What is needed here is an exact copy of all the records below.
(Input material)
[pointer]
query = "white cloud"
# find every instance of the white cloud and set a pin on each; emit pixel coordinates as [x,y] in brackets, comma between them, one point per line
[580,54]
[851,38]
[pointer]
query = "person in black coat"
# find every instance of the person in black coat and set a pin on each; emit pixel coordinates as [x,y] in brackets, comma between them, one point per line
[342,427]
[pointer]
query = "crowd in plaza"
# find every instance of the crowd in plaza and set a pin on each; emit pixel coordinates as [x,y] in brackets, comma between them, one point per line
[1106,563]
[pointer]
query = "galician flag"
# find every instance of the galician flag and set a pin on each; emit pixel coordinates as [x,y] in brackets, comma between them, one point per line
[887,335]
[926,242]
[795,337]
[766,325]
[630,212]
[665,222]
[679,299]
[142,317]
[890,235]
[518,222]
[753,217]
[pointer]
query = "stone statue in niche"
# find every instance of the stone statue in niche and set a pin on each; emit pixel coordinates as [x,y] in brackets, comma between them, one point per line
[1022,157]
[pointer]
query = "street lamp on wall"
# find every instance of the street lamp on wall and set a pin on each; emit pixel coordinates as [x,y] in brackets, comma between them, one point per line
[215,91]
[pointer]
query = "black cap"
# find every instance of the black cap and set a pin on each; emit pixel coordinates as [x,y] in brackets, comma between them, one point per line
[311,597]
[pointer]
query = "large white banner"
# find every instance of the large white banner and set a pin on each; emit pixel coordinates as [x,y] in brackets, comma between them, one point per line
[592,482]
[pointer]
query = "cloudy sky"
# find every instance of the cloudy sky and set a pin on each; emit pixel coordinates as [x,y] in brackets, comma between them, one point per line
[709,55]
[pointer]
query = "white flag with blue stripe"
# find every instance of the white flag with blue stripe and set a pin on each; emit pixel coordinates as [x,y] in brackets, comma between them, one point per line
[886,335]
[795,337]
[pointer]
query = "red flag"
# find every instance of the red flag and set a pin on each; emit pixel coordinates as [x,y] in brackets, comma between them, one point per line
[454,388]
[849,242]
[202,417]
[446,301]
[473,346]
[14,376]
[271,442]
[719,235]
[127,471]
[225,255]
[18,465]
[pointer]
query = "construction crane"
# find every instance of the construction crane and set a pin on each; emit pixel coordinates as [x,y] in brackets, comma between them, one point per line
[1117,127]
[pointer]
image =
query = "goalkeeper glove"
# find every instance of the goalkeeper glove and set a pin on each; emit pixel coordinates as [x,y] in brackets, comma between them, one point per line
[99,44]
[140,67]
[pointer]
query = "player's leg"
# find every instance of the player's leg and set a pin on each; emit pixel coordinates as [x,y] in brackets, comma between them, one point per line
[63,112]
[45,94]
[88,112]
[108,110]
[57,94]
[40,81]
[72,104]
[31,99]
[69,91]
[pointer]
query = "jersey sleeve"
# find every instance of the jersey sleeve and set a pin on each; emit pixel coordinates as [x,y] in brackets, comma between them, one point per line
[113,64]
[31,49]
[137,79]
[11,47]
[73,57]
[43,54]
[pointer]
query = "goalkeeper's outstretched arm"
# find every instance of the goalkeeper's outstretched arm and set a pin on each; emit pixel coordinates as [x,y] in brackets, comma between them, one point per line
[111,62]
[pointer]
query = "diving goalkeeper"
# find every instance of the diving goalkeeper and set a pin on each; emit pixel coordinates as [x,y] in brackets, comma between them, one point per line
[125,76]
(End Input material)
### Result below
[pointer]
query = "white cloud"
# find every instance of the white cloud and set a pin on each; emit pixel coordinates as [x,y] in brackets, comma between them, one point per line
[580,54]
[851,38]
[pointer]
query = "person in black coat"
# find every instance of the person in black coat and set a pin on each; emit pixel coordinates as [x,y] in brackets, comma between them, one point per line
[342,427]
[pointer]
query = "crowd in plaza"
# find every instance of the crowd in plaza and set a pin on each; emit pixel coordinates as [x,y] in brackets, comma between them, one point per line
[1106,563]
[pointer]
query = "galician flag"
# find every instance of the galician flag and set a pin on each; emit pixel coordinates as [x,y] in brackets, comma between them, one point per line
[887,335]
[926,242]
[795,337]
[766,325]
[630,212]
[665,222]
[679,299]
[142,317]
[890,235]
[518,222]
[753,217]
[pointer]
query = "stone statue in niche"
# find every instance of the stone statue in niche and set a pin on each; emit pixel coordinates as [x,y] in brackets, comma between them, one point per line
[1022,157]
[pointer]
query = "street lamp on wall"
# find every instance of the street lamp on wall and set a pin on each; emit pixel coordinates as [x,y] in brackets, comma between them, one point per line
[215,91]
[pointer]
query = "black cap"
# find every instance of the black cap and set a pin on each; emit pixel coordinates as [x,y] in brackets, comma between them, one point per line
[311,597]
[pointer]
query = "large white banner"
# find every instance of the large white banner and set a pin on each; emit pixel coordinates as [x,y] in brackets, comma between them, one point per line
[592,482]
[pointer]
query = "cloudy sky"
# find every instance of the cloudy sky and set a pin on each; emit pixel coordinates as [x,y] in brackets, comma between them, one point per line
[709,55]
[pointer]
query = "white flag with blue stripe"
# find every instance of the white flag with blue stripe and set a pin on each; emit pixel coordinates as [x,y] in brackets, comma between them, one point per line
[886,335]
[795,337]
[pointer]
query = "red flag"
# find every instance of the red flag and set a pin on each; emit pixel coordinates as [x,y] in brackets, comma between them, one point per line
[454,388]
[849,242]
[202,417]
[446,301]
[473,346]
[14,376]
[271,442]
[719,235]
[127,471]
[225,255]
[18,465]
[pointer]
query = "construction crane"
# find every instance of the construction crane and set a pin on each; emit pixel coordinates as [x,y] in brackets, comma between them, one point per line
[1117,127]
[pointer]
image =
query = "goalkeeper glove"
# find every instance of the goalkeeper glove and set a pin on each; emit pixel coordinates as [x,y] in brackets, comma between them, one point per line
[99,44]
[140,67]
[pointer]
query = "player's leg"
# find every instance of the player's leg and set a pin on each; emit pixel coordinates as [x,y] in brackets, comma between them, one point per line
[63,112]
[45,94]
[88,112]
[108,110]
[57,94]
[40,81]
[72,104]
[31,99]
[69,91]
[pointer]
query = "jersey sleeve"
# find every instance of the jersey sleeve and set a pin on each; emit pixel coordinates as [x,y] in brackets, comma between them, one point per line
[113,64]
[31,49]
[137,79]
[11,47]
[73,57]
[43,54]
[pointer]
query = "goalkeeper's outstretched arm"
# find every instance of the goalkeeper's outstretched arm and set a pin on each; emit pixel coordinates as [x,y] in brackets, comma between them, one point per line
[111,62]
[pointer]
query = "diving goalkeeper"
# find every instance of the diving goalkeeper and set a pin on each; emit pixel coordinates as [x,y] in brackets, comma between them, one point per line
[125,76]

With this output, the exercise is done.